▶ [Texto para ler]:
════════════════════

Henrique Santos, Visão on line,
A D.ª Maria do Carmo dirigiu-se apressadamente ao telefone e ligou à sua irmã que estava nos Estados Unidos. Tinha-se lembrado das saudades que esta lhe havia dito ter das festas da sua aldeia, que há largos anos não podia participar.
Os olhos da Carmita, nome carinhoso pelo qual era conhecida a D.ª Maria do Carmo entre a família, pareciam brilhar de alegria com a notícia que ia dar à sua irmã Dalila, que vivia (emigrada há muito nas terras do Tio Sam) perto de Wall Street, disso ela lembrava-se a irmã ter dito.
Pegou no telefone e as mãos tremiam, com a esquerda pegava numa folha, com a outra levou o auscultador do telefone à orelha, e com a ajuda da cabeça e ombro lá o segurou, depois foi só marcar o número. Não tardou, a sua irmã Dalila atendia do outro lado, com uma alegria contagiante, pois vira o número no visor do telefone, reconhecendo-o de imediato (parece que ainda consigo sentir o júbilo que lhe ia na alma).
- Hello. Ouve-se do outro lado da linha.
- Mana... Disse a Carmita ofegante. - Nem sabes a bomba que tenho nas mãos! Acrescentou.
- Calma Carmita que até o coração me salta. Retorquiu Dalila.
- Nem é para menos, nem é para menos. Diz apressadamente a primeira. - Então não é que… lembras-te de eu te dizer que aqui o Banco que abriu na freguesia, mais duas imobiliárias iam patrocinar a festa da Nossa Senhora do Carmo (estou em crer que o nome da D.ª Maria do Carmo devia ter alguma relação com esta Santa), a festa aqui da aldeia?, e que tu ficaste com muita pena de não poderes vir?, porque devia ser uma festa de arromba?, pois bem, não te preocupes, eles também vão patrocinar aí uma festa, e olha que deve ser grande, que até saiu no jornal da Internet…
A Dalila continuava calada, habituada que estava aos atropelos da irmã quando esta começava a falar.
- Olha. Acrescentou a Carmita. - O João Pedro (que era o filho da D.ª Maria do Carmo e já licenciado em economia), esteve na Internet e imprimiu uma folha com uma notícia que deixou na secretária, e que diz o seguinte: "Bancos e Imobiliárias animam Wall Street". Já viste que sorte! Aposto que o Tony Carreira não vai faltar!
O texto supra apresentado é de facto uma verdadeira estória, com excepção do título da notícia que foi publicada em 20 de Julho de 2010 no Diário Económico e é assinada por Margarida Vaqueiro Lopes. Alerto desde já que não vou tecer qualquer comentário ou juízo de valor ao conteúdo da notícia ou ao respectivo título.
O que me traz aqui são outros pergaminhos e outras reflexões.
Muitas vezes dou comigo a pensar na motivação que leva as pessoas a detestar a área da economia/gestão na sua generalidade, ao ponto de, por exemplo, ser uma secção totalmente opaca nos jornais. Por um lado os jornais pouco espaço lhe dedicam, mas mesmo o que dedicam é, pura e simplesmente, afastado pela maioria dos leitores, isto é, não o lêem.

════════════════════

▶ [Dados fornecidos]:
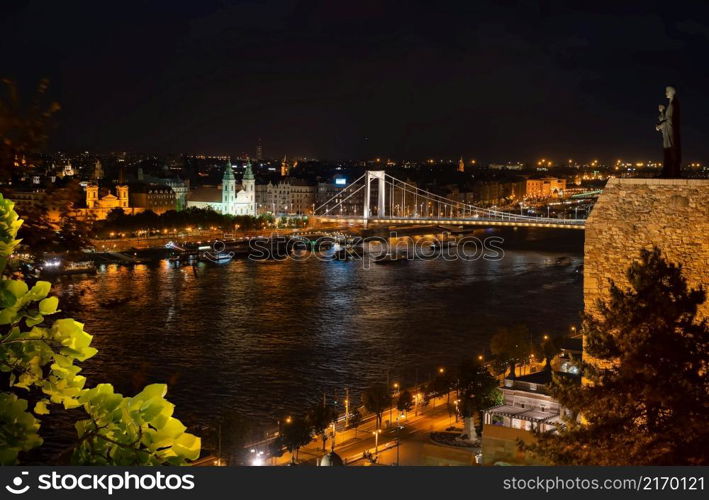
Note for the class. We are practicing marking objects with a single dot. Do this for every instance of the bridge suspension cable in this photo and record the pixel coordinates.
(423, 205)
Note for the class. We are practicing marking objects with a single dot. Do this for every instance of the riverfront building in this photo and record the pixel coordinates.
(228, 198)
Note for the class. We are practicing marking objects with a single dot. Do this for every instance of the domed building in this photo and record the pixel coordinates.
(226, 199)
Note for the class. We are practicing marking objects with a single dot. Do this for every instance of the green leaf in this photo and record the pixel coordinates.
(41, 407)
(48, 305)
(18, 288)
(40, 290)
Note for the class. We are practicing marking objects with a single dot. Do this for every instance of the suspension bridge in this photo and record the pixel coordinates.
(377, 197)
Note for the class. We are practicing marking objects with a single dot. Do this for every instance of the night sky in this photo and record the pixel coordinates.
(495, 80)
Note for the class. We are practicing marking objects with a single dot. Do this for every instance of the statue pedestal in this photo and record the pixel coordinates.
(630, 214)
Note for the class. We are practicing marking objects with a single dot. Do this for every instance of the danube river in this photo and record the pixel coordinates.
(263, 339)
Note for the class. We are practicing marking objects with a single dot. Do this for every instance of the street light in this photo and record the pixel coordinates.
(376, 440)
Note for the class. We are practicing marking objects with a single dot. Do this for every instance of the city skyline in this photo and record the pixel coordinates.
(318, 80)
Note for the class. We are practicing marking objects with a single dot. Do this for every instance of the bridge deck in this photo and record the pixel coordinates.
(477, 221)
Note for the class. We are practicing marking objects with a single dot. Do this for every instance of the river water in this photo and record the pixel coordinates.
(263, 339)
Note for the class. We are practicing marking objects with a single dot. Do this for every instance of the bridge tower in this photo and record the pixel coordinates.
(379, 176)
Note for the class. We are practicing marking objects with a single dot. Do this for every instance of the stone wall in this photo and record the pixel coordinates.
(672, 214)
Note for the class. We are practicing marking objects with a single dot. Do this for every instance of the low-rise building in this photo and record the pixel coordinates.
(154, 197)
(286, 197)
(548, 187)
(526, 407)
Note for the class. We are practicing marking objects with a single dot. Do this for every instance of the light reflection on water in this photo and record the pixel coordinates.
(263, 338)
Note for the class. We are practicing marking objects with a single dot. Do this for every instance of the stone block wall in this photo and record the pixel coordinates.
(630, 214)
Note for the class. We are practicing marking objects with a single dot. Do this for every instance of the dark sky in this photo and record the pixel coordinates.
(496, 80)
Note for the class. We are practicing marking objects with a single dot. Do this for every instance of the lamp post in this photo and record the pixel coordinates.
(391, 406)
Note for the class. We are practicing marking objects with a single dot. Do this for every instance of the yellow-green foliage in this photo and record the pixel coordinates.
(38, 358)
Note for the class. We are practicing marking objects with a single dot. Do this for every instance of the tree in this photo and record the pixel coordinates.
(376, 399)
(646, 398)
(477, 391)
(549, 347)
(405, 402)
(23, 128)
(355, 420)
(295, 434)
(320, 417)
(511, 345)
(38, 359)
(439, 386)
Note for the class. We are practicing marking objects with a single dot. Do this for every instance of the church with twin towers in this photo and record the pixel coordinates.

════════════════════

▶ [Pedido escrito]:
Segundo o texto, em que jornal saiu a notícia com o título "Bancos e Imobiliárias animam Wall Street"? As linhas não têm nada a ver com o texto.

▶ [Resultado da tarefa]:
No Diário Económico.